▶ _SET EXERCISE_:
Repeat the records exactly. Every line must match.

Entries from a dataset:
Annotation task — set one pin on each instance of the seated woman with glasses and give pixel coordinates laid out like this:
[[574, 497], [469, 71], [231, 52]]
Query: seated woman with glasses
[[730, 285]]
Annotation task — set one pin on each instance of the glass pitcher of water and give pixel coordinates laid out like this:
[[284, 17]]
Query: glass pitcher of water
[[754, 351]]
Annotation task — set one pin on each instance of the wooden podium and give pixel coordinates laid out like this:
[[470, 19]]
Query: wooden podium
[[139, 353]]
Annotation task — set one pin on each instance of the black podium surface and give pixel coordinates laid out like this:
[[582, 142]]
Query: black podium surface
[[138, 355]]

▶ _COMPLETED EXERCISE_:
Annotation task — set one pin on each instance of the seated woman with glasses and give pixel coordinates laid out like this:
[[574, 497], [469, 71], [231, 52]]
Query: seated woman with glasses
[[730, 285]]
Annotation task — set one pin on each instance of the glass pitcher of water and give pixel coordinates laid out like this:
[[284, 17]]
Query: glass pitcher of water
[[754, 351]]
Annotation task — set one pin on each instance of the wooden podium and give pixel coordinates laid out like this:
[[470, 19]]
Query: wooden podium
[[139, 353]]
Annotation task — set one pin on each instance of the black podium surface and give pixel coordinates laid out like this:
[[582, 142]]
Query: black podium surface
[[138, 355]]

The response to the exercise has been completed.